Exercise prompt:
Set down the data again exactly. Pictures are not part of the copy.

── Records ──

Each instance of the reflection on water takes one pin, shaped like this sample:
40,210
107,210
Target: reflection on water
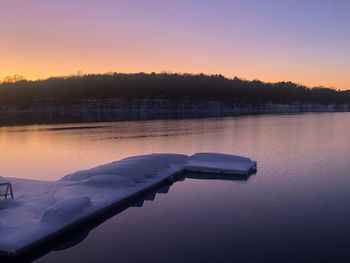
73,237
294,210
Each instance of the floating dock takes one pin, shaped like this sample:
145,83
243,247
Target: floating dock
53,208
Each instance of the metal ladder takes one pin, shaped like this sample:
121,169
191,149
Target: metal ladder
8,192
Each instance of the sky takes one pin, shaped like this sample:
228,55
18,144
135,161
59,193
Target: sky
307,42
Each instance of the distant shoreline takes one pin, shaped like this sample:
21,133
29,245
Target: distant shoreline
146,109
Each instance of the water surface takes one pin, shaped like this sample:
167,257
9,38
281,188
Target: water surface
295,209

───

Completed task:
Each instance of the reflection on water takes one pin, shaped like this sample:
40,210
107,210
Target: reflection on water
73,237
294,210
Each instance of the floating dock takes one pin, shaped like this sample:
145,83
243,247
Target: floating dock
53,208
Each instance of the metal ladder takes one pin, shaped like this sample:
121,169
191,149
Target: metal ladder
8,192
Each instance of the sky takes one pin, shaped like this sample:
228,55
18,144
135,161
59,193
Target: sky
307,42
Each instance of the distant shoreline takes one pin, shaped like this sample:
21,133
29,245
Target: distant shoreline
146,109
Each instance of the water surface takes one pin, shaped like this sample:
167,257
9,38
281,188
Target: water surface
295,209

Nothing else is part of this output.